To be done:
Recast the lines from the start of the entries through the line containing "M 99 13 L 98" as a JSON list of strings, one string per line, with blank lines omitted. Leave the picture out of the list.

Data supplied:
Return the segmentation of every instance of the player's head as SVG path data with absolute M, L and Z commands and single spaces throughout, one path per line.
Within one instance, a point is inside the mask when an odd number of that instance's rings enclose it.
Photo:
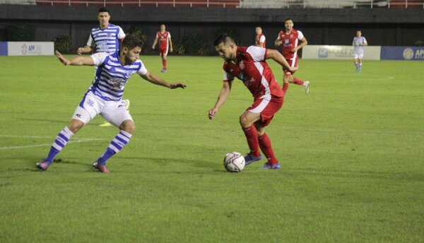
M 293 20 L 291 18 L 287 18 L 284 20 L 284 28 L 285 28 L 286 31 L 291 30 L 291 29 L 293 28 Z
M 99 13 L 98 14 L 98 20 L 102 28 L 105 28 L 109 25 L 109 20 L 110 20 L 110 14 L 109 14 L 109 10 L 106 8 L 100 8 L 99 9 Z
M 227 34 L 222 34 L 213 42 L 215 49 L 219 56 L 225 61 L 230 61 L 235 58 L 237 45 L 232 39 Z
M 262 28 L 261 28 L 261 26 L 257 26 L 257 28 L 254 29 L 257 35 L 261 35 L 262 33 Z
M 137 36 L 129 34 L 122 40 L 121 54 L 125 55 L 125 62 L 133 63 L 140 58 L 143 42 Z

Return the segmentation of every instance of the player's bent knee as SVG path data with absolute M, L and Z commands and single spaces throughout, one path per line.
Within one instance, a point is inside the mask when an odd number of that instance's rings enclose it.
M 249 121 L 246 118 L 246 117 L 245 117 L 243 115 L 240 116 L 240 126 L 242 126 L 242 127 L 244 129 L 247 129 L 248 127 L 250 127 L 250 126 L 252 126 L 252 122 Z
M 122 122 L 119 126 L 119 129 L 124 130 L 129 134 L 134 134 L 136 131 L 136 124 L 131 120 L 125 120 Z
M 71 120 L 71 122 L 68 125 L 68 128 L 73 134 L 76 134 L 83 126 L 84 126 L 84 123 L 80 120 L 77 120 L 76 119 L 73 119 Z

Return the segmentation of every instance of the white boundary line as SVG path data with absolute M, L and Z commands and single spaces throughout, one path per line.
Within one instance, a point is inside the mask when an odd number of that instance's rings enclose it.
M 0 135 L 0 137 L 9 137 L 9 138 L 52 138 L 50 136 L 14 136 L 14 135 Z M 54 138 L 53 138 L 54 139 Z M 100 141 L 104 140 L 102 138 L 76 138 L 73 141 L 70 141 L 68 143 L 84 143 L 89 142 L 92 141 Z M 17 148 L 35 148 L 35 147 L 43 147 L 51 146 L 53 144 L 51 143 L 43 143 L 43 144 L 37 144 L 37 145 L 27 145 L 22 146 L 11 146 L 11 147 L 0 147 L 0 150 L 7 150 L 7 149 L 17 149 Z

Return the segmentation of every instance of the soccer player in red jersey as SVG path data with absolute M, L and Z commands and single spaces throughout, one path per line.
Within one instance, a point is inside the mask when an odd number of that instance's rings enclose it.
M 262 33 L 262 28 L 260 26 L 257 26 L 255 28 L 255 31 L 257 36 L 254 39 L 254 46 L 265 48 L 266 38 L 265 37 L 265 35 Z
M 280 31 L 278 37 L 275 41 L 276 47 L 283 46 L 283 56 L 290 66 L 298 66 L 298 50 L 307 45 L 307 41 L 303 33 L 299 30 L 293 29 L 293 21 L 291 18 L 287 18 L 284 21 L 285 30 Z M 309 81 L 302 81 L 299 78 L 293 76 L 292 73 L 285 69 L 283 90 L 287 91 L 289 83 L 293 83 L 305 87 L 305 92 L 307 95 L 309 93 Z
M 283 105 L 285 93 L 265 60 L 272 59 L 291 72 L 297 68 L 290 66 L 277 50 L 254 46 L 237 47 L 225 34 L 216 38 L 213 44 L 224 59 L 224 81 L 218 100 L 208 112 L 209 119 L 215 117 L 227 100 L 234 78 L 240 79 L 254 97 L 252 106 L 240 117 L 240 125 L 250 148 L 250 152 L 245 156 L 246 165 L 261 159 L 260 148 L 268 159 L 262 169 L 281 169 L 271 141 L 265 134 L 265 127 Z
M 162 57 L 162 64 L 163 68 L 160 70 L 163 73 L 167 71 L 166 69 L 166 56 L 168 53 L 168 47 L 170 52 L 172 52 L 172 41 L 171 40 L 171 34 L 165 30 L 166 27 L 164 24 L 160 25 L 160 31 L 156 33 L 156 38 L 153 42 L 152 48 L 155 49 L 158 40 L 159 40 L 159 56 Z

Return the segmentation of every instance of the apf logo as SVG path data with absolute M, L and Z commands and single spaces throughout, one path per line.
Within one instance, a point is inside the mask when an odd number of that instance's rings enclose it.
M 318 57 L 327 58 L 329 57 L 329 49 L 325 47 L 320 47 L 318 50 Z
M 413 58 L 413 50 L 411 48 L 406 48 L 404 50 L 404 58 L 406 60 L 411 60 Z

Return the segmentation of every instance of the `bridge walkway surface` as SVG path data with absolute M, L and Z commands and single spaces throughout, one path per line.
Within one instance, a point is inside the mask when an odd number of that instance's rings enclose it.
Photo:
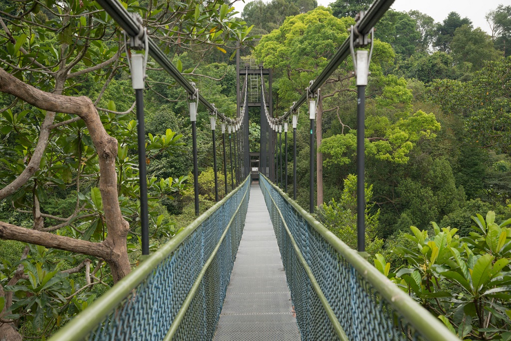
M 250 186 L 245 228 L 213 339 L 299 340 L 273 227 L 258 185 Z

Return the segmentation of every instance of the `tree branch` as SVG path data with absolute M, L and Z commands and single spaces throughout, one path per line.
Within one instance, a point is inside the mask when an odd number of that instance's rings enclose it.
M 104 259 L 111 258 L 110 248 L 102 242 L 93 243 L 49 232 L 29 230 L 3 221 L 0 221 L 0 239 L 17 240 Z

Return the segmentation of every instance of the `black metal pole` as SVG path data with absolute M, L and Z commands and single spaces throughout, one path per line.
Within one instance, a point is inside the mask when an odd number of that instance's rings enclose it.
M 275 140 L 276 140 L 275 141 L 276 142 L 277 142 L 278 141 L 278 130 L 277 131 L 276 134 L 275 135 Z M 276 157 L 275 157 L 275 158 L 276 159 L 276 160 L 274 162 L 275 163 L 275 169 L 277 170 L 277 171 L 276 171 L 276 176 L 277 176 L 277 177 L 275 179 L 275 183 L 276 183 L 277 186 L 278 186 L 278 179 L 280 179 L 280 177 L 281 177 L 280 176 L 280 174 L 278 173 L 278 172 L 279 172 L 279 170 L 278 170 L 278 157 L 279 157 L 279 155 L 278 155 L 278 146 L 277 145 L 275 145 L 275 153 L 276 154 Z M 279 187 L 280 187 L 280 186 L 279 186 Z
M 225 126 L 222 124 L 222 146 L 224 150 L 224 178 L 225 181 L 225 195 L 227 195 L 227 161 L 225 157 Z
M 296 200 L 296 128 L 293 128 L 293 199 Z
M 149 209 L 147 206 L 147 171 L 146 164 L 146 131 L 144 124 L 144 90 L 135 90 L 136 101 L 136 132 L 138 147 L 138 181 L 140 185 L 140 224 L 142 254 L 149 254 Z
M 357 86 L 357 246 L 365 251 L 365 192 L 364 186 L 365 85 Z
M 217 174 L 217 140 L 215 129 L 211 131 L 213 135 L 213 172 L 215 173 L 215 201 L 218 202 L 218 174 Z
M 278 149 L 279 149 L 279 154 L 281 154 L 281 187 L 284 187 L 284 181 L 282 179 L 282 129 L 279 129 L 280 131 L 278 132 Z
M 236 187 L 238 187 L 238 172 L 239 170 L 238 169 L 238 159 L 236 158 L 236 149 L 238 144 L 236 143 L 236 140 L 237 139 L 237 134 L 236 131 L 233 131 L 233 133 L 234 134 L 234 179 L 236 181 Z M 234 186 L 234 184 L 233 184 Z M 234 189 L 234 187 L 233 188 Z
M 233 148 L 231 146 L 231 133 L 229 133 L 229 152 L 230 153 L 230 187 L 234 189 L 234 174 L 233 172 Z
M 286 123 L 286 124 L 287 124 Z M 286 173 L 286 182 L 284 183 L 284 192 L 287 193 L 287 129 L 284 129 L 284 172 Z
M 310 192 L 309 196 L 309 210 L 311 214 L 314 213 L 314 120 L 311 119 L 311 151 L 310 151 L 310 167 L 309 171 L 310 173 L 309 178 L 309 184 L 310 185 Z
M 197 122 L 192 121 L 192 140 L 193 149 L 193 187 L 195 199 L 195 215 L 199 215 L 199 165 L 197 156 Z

Output:
[
  "Return the segmentation of every instance of the player's head as SVG path data with absolute M, L and Z commands and single spaces throughout, one path per line.",
  "Within one instance, a point is inside the mask when an odd number of that instance's rings enclose it.",
  "Photo:",
  "M 293 20 L 291 18 L 287 18 L 284 20 L 284 28 L 285 28 L 286 31 L 291 30 L 291 29 L 293 28 Z",
  "M 99 13 L 98 14 L 98 20 L 102 28 L 105 28 L 109 25 L 109 20 L 110 20 L 110 14 L 109 14 L 109 10 L 106 8 L 100 8 L 99 9 Z"
]